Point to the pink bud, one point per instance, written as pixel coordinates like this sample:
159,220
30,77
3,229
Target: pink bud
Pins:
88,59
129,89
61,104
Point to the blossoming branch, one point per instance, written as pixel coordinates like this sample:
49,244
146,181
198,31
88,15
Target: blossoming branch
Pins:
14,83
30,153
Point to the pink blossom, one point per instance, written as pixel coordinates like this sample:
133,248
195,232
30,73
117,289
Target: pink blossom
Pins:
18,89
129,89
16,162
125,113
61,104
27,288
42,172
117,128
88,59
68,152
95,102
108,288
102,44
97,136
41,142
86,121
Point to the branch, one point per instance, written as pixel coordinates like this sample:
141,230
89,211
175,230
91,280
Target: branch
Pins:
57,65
-=-=-=-=-
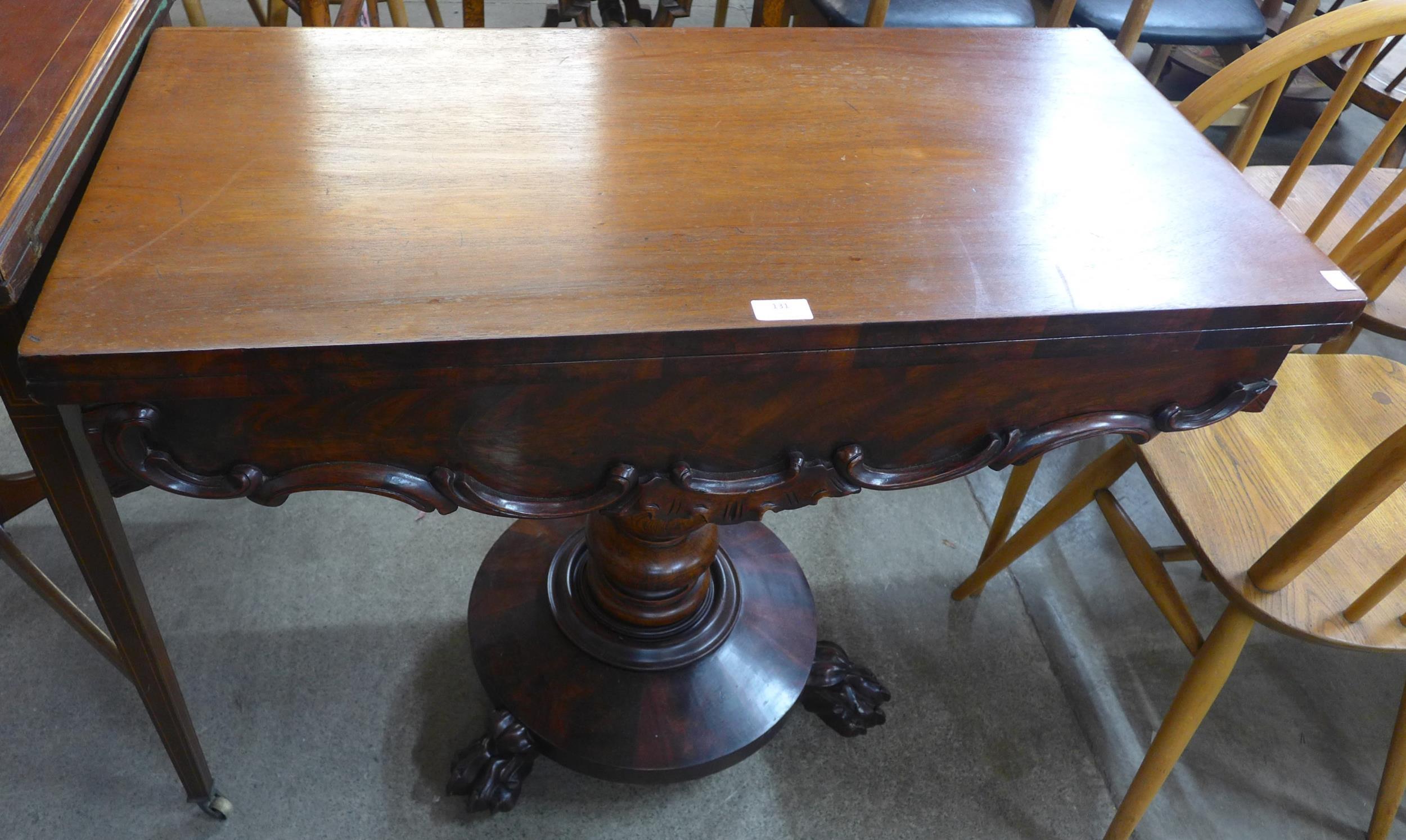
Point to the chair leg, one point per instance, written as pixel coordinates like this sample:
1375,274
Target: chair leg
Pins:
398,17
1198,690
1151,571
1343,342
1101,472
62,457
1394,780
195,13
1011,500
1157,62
-=-=-=-=-
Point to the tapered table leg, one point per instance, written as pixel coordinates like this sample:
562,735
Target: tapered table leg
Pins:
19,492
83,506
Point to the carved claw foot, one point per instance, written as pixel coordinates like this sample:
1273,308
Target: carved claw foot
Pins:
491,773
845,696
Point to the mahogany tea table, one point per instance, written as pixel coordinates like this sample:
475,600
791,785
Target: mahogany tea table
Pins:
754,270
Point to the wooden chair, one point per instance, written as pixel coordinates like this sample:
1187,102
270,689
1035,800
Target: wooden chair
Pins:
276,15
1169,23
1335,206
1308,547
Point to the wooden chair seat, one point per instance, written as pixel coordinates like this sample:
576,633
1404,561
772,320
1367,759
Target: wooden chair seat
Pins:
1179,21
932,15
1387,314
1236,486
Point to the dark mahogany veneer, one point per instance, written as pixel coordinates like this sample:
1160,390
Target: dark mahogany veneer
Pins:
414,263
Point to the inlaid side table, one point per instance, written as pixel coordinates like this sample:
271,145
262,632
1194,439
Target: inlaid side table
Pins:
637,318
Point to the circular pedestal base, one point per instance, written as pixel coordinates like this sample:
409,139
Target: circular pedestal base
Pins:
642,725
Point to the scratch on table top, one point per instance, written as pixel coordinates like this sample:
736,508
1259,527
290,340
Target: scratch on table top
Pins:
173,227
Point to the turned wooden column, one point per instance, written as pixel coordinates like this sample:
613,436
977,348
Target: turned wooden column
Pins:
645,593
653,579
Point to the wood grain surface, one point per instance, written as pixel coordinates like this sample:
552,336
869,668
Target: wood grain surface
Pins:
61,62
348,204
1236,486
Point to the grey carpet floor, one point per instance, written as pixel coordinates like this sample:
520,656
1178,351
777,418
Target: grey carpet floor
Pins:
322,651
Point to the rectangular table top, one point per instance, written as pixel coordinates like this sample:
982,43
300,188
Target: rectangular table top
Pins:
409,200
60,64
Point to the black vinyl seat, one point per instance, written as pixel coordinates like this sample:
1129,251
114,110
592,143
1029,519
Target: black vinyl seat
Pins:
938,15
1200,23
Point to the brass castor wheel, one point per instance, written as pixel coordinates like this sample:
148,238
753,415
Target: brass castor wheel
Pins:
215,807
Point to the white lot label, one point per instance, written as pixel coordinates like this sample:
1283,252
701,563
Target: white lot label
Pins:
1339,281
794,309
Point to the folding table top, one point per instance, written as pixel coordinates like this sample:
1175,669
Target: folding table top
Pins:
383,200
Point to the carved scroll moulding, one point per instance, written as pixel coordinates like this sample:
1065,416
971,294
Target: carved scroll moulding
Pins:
-=-=-=-=-
» **EXERCISE PROMPT**: Pull out every row above that contains the word "scroll" and copy each such row in full.

» **RESPONSE**:
Point to the carved scroll moulding, one point per instance, written as pixel coordinates like this sample:
Target: carved scroll moulding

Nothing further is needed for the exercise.